**What needs to be done:** Produce an exact copy of all the records.

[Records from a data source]

┏━━

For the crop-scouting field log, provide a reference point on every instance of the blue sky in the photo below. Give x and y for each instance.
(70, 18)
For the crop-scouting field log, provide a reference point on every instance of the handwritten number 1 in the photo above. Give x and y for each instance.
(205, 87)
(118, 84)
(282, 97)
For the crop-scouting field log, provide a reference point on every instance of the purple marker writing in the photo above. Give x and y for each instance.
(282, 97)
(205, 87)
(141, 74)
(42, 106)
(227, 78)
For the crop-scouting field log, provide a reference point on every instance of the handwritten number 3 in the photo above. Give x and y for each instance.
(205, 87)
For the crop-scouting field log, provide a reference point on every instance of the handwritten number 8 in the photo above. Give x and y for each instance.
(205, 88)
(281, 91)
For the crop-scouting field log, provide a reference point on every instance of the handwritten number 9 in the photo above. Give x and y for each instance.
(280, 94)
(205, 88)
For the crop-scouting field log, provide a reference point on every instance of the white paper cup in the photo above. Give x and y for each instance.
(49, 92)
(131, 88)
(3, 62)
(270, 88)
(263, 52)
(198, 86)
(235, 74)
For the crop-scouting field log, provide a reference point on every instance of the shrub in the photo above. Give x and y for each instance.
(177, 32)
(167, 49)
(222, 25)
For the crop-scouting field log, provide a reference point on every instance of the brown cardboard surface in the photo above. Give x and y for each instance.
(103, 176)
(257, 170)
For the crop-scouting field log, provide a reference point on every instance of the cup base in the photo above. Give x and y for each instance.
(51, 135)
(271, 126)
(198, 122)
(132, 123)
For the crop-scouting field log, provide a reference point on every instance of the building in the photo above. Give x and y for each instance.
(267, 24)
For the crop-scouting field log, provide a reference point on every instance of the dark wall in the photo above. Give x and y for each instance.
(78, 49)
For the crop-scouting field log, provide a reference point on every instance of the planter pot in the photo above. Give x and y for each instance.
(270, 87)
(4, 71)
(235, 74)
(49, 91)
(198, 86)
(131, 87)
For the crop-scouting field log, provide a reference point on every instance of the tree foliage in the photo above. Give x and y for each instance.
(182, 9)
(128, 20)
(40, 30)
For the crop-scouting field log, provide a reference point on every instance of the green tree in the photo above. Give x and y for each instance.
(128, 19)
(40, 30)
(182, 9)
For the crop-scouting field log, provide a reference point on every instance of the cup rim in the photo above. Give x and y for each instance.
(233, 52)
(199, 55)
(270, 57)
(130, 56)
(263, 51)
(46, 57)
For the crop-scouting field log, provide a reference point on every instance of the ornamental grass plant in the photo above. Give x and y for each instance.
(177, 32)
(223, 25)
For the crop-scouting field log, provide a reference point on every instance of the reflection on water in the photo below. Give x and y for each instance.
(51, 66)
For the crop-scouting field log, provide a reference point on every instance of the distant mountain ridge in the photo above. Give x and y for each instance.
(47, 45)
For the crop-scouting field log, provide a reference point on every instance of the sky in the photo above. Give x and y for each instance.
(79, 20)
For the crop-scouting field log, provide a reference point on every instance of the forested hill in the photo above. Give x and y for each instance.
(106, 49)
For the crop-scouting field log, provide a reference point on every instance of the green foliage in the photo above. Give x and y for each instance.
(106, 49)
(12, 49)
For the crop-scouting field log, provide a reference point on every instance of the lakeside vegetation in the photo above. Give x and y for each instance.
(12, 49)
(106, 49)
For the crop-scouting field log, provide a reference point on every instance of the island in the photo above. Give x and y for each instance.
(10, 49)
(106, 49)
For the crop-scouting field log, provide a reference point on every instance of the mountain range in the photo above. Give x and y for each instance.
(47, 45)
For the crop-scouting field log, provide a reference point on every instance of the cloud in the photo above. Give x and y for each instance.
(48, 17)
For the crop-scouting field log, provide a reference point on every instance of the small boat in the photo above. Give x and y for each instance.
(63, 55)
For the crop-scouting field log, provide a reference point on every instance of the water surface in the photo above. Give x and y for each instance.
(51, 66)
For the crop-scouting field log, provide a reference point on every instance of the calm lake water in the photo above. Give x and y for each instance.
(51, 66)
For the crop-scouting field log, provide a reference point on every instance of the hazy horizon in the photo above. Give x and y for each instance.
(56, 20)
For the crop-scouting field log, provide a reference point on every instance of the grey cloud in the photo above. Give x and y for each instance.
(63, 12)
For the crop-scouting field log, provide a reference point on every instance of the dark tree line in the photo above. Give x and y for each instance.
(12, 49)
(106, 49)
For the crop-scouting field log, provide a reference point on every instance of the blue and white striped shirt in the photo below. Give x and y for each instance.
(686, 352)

┗━━

**The reply:**
For the crop-scouting field log, provide a reference point on every instance of the blue sky in the photo below. Give x and y for each instance.
(70, 18)
For the crop-scouting field log, provide a reference point on every instance of the handwritten number 1 in the photo above. Give x and y for each instance.
(205, 87)
(118, 84)
(282, 97)
For the crop-scouting field log, provide a reference point on every instance of the purple marker writing in the photo above. Give x and y for each instance.
(282, 97)
(205, 87)
(141, 74)
(42, 106)
(227, 78)
For the crop-scouting field log, provide a reference point on every instance of the handwritten number 3 in the photo above. Give x and y for each instance.
(205, 87)
For the crop-scouting field log, provide a reference point on every instance of the handwritten number 8 in the photo above. Give x and y for each instance.
(205, 88)
(281, 91)
For the crop-scouting field log, provide a reference point on every instance of the handwritten number 9 in the photo above. Give x and y for each instance.
(280, 94)
(205, 88)
For the crop-scouting field log, provide a reference point on every instance of the white paper cup in the photo above. Give x and y for each instance.
(49, 92)
(131, 88)
(3, 62)
(270, 88)
(263, 52)
(198, 86)
(235, 74)
For the crop-scouting field log, provide a reference point on every instance of the shrub in the photo above. Give x and y for each instance.
(177, 32)
(167, 49)
(222, 25)
For the crop-scouting field log, provide a reference point on every instance of the brown cardboard surface in the photo above. Give x and y for each instance.
(103, 176)
(257, 170)
For the crop-scouting field log, provide a reference point on every instance of the cup base in the photo above. Give x and y for each instance.
(51, 135)
(271, 126)
(198, 122)
(132, 123)
For the crop-scouting field log, provide a reference point on every instance of the building in the photo above. Give x and y for each instance.
(267, 24)
For the crop-scouting field log, provide a reference point on every instance of the dark wall in the photo above. Give x and y for each instance.
(78, 49)
For the crop-scouting field log, provide a reference point on every instance of the planter pot in the photo above. Give x and y for each instance.
(270, 87)
(4, 71)
(235, 74)
(49, 91)
(198, 86)
(131, 87)
For the crop-scouting field log, provide a reference point on every instance of the tree foliage in the photo above. Give x and y for each instance.
(182, 9)
(128, 20)
(40, 30)
For the crop-scouting field log, provide a reference point on every instance of the green tree in the photo above. Give x and y for each instance.
(128, 19)
(40, 30)
(182, 9)
For the crop-scouting field log, provide a reference point on every instance of the cup rim in the photo above. Give x and y for each instance.
(233, 52)
(199, 55)
(270, 57)
(130, 56)
(263, 51)
(46, 57)
For the crop-scouting field log, provide a reference point on every instance of the ornamental grass plant in the photo above. Give x and y for each instance.
(177, 32)
(223, 25)
For the crop-scouting field log, provide a reference point on every instance of the reflection on water in the photo below. Give x and y for each instance.
(51, 66)
For the crop-scouting field log, provide a reference point on every instance of the distant mountain ridge in the photo above. Give x and y for each instance.
(47, 45)
For the crop-scouting field log, provide a reference point on every instance of the sky in the photo above. Give x and y for each instance.
(79, 20)
For the crop-scouting field log, provide a reference point on every instance of the forested hill in the photo above. Give x and y for each instance.
(106, 49)
For the crop-scouting field log, provide a reference point on every instance of the green foliage in the photo above. Give x and y for each instance.
(106, 49)
(12, 49)
For the crop-scouting field log, provide a reference point on every instance of the lakeside vegetation in the photo above. Give x and y for each instance.
(12, 49)
(106, 49)
For the crop-scouting field log, provide a reference point on every instance of the island in the photo above. Give x and y for each instance.
(10, 49)
(106, 49)
For the crop-scouting field log, provide a reference point on every instance of the mountain range in the photo above. Give x and y for each instance.
(47, 45)
For the crop-scouting field log, provide a reference point on every instance of the cloud in the photo above. Give x and y for each instance.
(48, 17)
For the crop-scouting field log, provide a reference point on every instance of the small boat in the photo above. Give x and y for each instance.
(63, 55)
For the crop-scouting field log, provide a reference point on every instance of the water surface in the photo above. Give x and y for each instance.
(51, 66)
For the crop-scouting field log, provide a reference point on every instance of the calm lake water in the photo above. Give x and y for each instance.
(51, 66)
For the crop-scouting field log, provide a reference point on every instance of the hazy horizon in the photo above. Give x and y for each instance.
(56, 20)
For the crop-scouting field log, provide a reference point on every instance of the grey cloud in the photo above. Give x and y for each instance.
(63, 12)
For the crop-scouting field log, provide a reference point on every instance of the dark tree line in the photo above. Give x and y for each instance.
(12, 49)
(106, 49)
For the crop-scouting field log, provide a reference point on every instance of the blue and white striped shirt in the photo below. Give x and y for each instance.
(686, 352)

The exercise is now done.